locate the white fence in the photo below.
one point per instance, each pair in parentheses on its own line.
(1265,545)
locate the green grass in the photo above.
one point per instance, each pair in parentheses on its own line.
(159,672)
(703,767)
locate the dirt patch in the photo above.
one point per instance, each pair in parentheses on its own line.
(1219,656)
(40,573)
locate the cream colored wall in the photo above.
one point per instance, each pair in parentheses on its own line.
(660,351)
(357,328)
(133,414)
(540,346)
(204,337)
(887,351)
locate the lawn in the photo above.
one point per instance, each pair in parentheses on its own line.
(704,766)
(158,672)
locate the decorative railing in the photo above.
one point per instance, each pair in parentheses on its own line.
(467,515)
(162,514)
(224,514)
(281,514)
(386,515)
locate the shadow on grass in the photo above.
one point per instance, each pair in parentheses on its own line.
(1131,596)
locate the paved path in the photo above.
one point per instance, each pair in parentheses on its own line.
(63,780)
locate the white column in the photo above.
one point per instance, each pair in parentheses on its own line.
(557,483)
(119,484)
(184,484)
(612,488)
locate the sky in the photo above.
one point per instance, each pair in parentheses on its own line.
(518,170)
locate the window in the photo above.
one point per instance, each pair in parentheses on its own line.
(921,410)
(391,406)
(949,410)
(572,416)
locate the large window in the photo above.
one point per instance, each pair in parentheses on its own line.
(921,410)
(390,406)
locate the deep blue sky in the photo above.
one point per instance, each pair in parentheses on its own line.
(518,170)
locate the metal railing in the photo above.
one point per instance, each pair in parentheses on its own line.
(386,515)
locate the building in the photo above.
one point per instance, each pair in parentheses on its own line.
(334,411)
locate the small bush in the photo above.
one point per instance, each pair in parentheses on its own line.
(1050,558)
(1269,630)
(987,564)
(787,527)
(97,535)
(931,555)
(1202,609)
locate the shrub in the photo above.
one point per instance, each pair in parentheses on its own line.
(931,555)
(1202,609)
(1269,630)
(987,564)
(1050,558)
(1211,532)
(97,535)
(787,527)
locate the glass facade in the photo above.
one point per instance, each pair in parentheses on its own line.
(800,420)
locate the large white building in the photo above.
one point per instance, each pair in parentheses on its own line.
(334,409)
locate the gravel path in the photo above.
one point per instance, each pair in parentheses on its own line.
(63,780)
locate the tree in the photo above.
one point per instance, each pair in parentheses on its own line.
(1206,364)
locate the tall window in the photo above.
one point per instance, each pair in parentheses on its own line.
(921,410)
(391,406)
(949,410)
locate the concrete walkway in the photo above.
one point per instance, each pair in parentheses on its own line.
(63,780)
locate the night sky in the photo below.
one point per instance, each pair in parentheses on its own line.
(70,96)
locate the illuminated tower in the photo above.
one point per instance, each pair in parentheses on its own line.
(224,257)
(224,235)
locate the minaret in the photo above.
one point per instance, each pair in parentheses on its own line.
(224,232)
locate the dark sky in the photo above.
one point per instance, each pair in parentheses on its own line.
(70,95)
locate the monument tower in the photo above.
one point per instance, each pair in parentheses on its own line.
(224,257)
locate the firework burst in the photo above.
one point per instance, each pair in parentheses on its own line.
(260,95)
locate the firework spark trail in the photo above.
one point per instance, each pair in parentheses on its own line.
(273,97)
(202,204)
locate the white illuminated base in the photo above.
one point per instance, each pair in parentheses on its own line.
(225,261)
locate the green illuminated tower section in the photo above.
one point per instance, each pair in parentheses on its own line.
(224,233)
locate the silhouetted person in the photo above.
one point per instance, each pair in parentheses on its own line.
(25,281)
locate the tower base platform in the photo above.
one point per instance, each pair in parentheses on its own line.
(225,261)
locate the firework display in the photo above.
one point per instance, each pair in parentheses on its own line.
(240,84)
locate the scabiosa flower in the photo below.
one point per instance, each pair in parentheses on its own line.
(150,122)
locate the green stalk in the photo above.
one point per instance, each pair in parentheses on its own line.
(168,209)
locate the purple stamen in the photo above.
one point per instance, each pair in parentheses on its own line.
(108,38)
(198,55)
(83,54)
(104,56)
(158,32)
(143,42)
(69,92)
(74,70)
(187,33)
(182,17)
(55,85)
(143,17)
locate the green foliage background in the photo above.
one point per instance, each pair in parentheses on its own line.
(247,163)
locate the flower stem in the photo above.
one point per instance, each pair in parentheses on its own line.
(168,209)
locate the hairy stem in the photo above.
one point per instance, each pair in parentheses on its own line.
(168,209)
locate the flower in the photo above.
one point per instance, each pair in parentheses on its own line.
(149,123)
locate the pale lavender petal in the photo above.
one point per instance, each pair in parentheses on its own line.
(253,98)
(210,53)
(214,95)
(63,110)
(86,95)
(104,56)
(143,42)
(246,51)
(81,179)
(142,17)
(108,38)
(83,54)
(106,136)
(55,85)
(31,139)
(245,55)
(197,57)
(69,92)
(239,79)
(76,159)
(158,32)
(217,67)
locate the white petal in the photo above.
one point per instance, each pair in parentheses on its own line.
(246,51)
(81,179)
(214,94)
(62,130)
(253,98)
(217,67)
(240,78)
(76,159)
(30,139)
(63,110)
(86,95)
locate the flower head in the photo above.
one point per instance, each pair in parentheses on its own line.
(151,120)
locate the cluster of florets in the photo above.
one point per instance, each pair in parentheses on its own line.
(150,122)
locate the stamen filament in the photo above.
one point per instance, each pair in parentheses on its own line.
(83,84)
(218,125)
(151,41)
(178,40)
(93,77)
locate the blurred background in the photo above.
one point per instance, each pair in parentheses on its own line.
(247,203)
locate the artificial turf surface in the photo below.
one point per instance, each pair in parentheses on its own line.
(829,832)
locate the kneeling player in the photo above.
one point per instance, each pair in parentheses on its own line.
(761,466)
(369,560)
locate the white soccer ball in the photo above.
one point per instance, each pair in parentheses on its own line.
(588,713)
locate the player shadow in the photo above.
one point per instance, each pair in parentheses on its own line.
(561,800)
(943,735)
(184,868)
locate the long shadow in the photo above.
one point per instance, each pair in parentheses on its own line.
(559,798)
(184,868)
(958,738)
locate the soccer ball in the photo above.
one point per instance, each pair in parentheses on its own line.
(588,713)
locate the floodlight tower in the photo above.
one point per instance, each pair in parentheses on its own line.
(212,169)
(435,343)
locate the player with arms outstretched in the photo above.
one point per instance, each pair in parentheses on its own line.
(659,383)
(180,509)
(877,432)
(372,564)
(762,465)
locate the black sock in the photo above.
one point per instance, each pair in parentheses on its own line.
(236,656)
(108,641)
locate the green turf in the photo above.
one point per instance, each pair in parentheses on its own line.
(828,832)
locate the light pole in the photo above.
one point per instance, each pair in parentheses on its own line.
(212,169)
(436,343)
────────────────
Rewrite the rows from the line with "locate the flower head in the photo above." through the last row, replacing every occurrence of "soccer ball" with "football" and leaving everything else unchanged.

EXERCISE ANSWER:
locate the flower head in the photo above.
one point per instance, each pair in parentheses on its own line.
(151,120)
locate the cluster of florets in the photo above.
one point per instance, each pair in parentheses on its own line.
(150,122)
locate the stamen filament in the photo above.
one point per instance, each pair in parentheses on its own line.
(83,84)
(218,125)
(151,41)
(178,40)
(93,77)
locate the blurred background in the photo above.
one point per instance, each pair in parentheses on its own line.
(247,203)
locate the artificial turf surface in the photo below.
one point per instance, each pair in parentheses on its own line.
(829,832)
locate the kneeling player in the photo above.
one point per instance, each pair in parentheses on its own line.
(761,466)
(369,560)
locate the white football in the photo above.
one point per instance, each pair in parentheses on its own line.
(588,713)
locate the player shadow in the photo above.
one point per instance, each pair in parentheses on its own line.
(561,800)
(943,735)
(184,868)
locate the long shadow in the photo above.
one point per instance, each pair in parentheses on its own line.
(559,798)
(184,868)
(958,738)
locate the football in the photo above.
one point per instance, each pair in parentheses on its own line.
(588,713)
locate the floodlight tower in the photo above.
one point per instance, each pair in parentheses on its own line.
(212,169)
(435,343)
locate the player with arms outstretched in the photo above.
one point per instance, each pair in parentheses on its own line.
(659,383)
(180,509)
(877,432)
(372,564)
(762,465)
locate the black sock in the photo above.
one point per instance, each pair in parentheses on its own line.
(236,656)
(108,641)
locate the green turf in the photo above.
one point per instance, each pair in parentheses on its own line.
(828,832)
locate the light pole in the photo above.
one point per instance, each pair in parentheses on its own line.
(212,169)
(436,343)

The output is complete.